**What is needed**
In the text on photoanalysis technology, what does the name WipFrag stand for?

**Selected excerpt**
---

The importance of photoanalysis technology is being noticed by the agricultural industry as it identifies any unwanted materials going through the process. In an example, if a mouse is on a conveyor of corn, photoanalysis technology would be able to identify the unwanted object and remove it before it contaminates the whole process.

==Origins of photoanalysis technology==

Photoanalysis technology was created by using the Waterloo Image Enhancement Process in the 1980s. After further development of the imaging process with explosives producer DuPont, engineers Tom Palangio and Takis Katsabanis began selling photoanalysis software commercially. They later renamed the process WipFrag, standing for Waterloo Image Process Fragmentation

Today, photoanalysis technology has evolved into stabilized and portable systems that can automatically capture and analyze results instantly. Thousands of these products are currently being used around the world to measure fragmented material.

==Photoanalysis equipment photos==

Photoanalysis Data
Stabilized Photoanalysis System
Dump Truck Analyzing System
Portable Photoanalysis System

==Fragmentation analysis==

Fragmentation analysis is becoming a popular term in mining, agricultural and forestry industries. With the majority of money in these industries directed towards the proper sizing of materials, companies are using fragmentation analysis to determine various factors within an operation.

The two main ways a company keeps track of fragmented material are through manual and automated sieving procedures. Manual sieving involves extracting a sample of material to analyze the size distribution. The results can be tabulated within two days. Automated sieving is an advanced way of sieving materials running through a process. Without having to extract the material, photoanalysis can take place, allowing for immediate results with pinpoint accuracy.

==Blast Fragmentation Software==
Operators are using fragmentation analysis to determine the effectiveness of various blasts. With automated sieving technology, workers can track the success of these blasts and receive instant results. Companies are using these results to determine what blasting method yielded the best results for their specific operation. The common variables associated with blast optimization are the provided Particle Size Distribution (PSD) from a shovel fragmentation system, geology including rock type and fracturing, and energy factor.

---

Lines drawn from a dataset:
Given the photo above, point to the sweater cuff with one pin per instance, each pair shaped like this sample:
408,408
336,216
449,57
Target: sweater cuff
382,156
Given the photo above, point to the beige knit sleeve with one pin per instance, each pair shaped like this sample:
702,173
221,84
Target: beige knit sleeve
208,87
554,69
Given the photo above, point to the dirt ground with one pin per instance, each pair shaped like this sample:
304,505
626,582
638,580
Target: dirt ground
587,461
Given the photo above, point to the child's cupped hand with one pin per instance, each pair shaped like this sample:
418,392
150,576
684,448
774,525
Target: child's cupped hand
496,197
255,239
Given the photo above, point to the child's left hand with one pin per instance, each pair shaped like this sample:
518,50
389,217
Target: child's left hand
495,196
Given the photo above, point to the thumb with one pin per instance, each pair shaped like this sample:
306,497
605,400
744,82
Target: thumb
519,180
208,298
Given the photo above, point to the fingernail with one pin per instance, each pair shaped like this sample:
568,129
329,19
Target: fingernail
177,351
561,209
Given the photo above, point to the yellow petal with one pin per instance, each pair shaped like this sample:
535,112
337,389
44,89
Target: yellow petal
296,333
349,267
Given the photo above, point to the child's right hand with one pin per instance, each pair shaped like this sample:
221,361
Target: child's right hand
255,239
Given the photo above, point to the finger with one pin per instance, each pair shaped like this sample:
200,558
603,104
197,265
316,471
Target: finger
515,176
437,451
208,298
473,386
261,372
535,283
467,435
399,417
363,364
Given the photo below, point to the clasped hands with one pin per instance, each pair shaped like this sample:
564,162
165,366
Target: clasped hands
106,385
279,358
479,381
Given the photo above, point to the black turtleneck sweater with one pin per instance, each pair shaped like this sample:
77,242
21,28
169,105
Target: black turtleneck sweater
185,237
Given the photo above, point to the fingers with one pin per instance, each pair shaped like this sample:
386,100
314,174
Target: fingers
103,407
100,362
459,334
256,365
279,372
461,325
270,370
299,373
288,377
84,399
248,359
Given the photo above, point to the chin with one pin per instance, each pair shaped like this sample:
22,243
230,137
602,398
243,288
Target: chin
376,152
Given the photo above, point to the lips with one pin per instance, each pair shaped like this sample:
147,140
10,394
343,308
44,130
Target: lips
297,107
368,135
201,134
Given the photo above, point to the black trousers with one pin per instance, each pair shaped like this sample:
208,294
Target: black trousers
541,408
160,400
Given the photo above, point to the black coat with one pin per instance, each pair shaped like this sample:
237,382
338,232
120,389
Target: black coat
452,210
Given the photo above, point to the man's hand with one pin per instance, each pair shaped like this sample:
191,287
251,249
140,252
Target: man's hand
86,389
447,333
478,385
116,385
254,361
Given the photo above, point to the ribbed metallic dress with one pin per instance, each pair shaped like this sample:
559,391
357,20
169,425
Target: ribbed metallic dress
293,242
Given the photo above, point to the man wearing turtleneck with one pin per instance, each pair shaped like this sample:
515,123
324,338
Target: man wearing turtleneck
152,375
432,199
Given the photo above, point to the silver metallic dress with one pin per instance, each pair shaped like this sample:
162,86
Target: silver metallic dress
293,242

---

**Result for this task**
Waterloo Image Process Fragmentation.